▸ **READING PASSAGE**
Are Worker Bees the Busiest Bees?

worker bee

worker bee

The worker honey bee gets its name because she will have many jobs throughout her lifetime. Without their efforts, the hive wouldn’t be able to function and pollination would not occur at the rate required to sustain our agricultural system. Every day of their lives, from birth to their death, worker bees have vital work to do. 

We are willing to bet that there are many more jobs that these special ladies hold than you are even aware of! Let’s check out the long list of roles they will play immediately after emerging from their cells. 

The Many (Many) Jobs of the Worker Bee 

Undertakers (days 3-16)

For a variety of reasons, adult bees and larvae die inside the hive. If left to decompose, they could create conditions perfect for infection and disease. One of the first jobs of a new worker bee is to remove dead bees and larvae from the hive so they can’t create unsafe conditions for the rest of the colony. 

Drone Feeders (days 4-12) 

During the same time as many of the worker bees are removing their dead brothers and sisters from the hive, other worker bees will be tending to the young drones. When they are new, drones cannot feed themselves and require the help of a capable sibling to get the job done. Once the drones are old enough, they obtain their own food from the hive’s honey supply. 

Attendants to the Queen (days 7-12)

The role of the queen is critical to the success of the hive. Without her reproductive efforts, the colony would not be able to support itself. To do this work, she needs the help of worker bees to feed, groom and clean up after her. The worker bees also help spread her pheromones throughout the hive, signaling to the rest of the colony that the queen is alive and well. 

Pollen Packers (days 12-18)

Older adult bees spend their days foraging for pollen and nectar. When they return to the colony with a full basket of pollen, a younger worker bee will collect the pollen and relocate it to an available cell in the hive. Here, it will be mixed with a dash of honey to keep it from going bad until it can be used as brood food for the next round of baby honey bees. 

Honey Sealers (days 12-35)

Region pointing data:

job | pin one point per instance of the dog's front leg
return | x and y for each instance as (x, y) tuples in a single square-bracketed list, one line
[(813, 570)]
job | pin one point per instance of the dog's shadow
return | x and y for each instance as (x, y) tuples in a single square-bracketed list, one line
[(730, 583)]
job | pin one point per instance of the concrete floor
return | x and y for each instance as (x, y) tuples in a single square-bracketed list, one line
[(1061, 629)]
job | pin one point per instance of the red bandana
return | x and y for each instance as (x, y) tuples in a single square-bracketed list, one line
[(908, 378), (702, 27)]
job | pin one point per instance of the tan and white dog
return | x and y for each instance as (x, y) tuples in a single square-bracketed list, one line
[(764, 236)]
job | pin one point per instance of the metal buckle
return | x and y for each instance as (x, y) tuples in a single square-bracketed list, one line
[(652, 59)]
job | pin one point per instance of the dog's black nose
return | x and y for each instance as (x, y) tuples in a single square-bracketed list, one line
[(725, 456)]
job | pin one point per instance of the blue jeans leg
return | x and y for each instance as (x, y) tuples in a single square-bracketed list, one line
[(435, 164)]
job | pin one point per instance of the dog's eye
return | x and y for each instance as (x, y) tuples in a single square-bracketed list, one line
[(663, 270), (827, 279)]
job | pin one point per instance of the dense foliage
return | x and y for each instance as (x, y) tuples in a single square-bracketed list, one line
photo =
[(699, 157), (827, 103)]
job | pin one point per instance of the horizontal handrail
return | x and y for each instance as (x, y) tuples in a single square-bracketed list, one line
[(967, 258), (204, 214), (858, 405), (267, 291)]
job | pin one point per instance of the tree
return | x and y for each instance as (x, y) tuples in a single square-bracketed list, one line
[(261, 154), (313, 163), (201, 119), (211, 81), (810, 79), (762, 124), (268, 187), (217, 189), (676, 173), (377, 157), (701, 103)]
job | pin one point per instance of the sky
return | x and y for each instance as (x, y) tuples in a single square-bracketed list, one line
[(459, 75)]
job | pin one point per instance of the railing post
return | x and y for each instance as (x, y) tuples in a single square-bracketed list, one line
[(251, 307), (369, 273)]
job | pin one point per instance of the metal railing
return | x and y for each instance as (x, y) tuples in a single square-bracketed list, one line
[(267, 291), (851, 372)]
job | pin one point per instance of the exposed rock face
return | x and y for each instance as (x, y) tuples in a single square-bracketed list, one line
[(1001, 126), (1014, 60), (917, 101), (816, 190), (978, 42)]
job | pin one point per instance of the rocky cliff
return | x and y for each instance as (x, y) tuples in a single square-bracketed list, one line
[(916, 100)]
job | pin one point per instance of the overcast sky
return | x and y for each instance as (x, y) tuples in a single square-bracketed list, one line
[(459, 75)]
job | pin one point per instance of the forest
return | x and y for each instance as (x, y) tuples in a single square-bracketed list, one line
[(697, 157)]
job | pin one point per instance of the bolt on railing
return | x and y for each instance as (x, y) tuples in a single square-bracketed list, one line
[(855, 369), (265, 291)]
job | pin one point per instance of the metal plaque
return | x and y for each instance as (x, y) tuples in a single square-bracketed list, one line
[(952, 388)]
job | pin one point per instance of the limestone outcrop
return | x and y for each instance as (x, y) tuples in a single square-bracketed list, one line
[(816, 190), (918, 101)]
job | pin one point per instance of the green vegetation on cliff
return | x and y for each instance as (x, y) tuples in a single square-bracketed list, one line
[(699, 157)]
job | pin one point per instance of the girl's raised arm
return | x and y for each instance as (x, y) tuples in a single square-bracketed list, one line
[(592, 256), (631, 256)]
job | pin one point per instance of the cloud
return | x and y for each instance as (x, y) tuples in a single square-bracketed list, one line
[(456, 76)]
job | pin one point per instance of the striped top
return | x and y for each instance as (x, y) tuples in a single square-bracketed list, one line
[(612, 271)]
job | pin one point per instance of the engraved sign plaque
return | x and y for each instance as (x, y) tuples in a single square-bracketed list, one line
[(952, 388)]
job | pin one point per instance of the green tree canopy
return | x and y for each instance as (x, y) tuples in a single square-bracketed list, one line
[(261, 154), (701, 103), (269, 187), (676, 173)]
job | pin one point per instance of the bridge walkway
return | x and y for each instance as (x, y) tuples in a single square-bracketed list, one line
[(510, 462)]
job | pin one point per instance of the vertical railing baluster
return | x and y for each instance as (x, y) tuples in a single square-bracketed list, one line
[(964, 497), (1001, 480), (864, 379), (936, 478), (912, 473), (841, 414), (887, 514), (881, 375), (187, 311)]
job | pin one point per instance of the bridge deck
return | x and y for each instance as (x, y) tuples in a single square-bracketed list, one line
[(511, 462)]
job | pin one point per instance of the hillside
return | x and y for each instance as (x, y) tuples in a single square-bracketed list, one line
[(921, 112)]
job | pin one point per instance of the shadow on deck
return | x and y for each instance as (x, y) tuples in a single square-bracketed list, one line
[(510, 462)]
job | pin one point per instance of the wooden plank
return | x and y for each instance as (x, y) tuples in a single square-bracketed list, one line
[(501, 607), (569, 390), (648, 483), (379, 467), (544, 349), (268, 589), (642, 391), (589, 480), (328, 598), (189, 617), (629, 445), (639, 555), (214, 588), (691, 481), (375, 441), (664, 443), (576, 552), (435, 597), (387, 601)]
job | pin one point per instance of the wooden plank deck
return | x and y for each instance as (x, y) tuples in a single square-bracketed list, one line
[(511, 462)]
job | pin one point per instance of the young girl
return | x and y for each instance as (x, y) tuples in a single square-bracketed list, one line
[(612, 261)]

▸ **EXERCISES TO COMPLETE**
1. In the worker bee article, what is the collected pollen mixed with to keep it from going bad?
2. Copy the worker bee article word for word between "For a variety" and "of the colony.", inclusive.
3. Continue the article on worker bee jobs after the heading "Honey Sealers (days 12-35)".

▸ **ANSWERS IN ORDER**
1. A dash of honey.

2.
For a variety of reasons, adult bees and larvae die inside the hive. If left to decompose, they could create conditions perfect for infection and disease. One of the first jobs of a new worker bee is to remove dead bees and larvae from the hive so they can’t create unsafe conditions for the rest of the colony.

3.
One of the most fascinating processes inside the hive is honey-making. A lot goes into it, and there are a few roles that worker bees will play to get the job done. Honey inside the cells must be sealed in to keep it fresh for the winter months. Worker bees will produce sheets of wax to seal the open cells and protect the valuable honey inside. 

Honeycomb Builders (days 12-35) 

The intricate hexagonal design of the honeycomb is a wonder of nature. Worker bees pass beeswax along a chain to bees whose job it is to build more honeycomb. The honeycomb is used to store pollen and honey and house developing eggs until they emerge as adults. 

Fanners and Water Carriers (days 12-18) 

Hives don’t have central air conditioning. Instead, worker bees take on the role of controlling the temperature inside the hive by flapping their wings vigorously near a water source. Some bees will work as fanners, while other bees will collect water from an outside source such as a pool, lake or bird bath.  

Guards (days 18-21)

Hives can be targets for critters who are looking for a quick meal. Older adult worker bees will work as guards stationed near the entrance of the hive to protect against infiltrators. Worker bees will use their stingers to defend their hive, even though just one sting results in their death. 

Foragers (days 22-42)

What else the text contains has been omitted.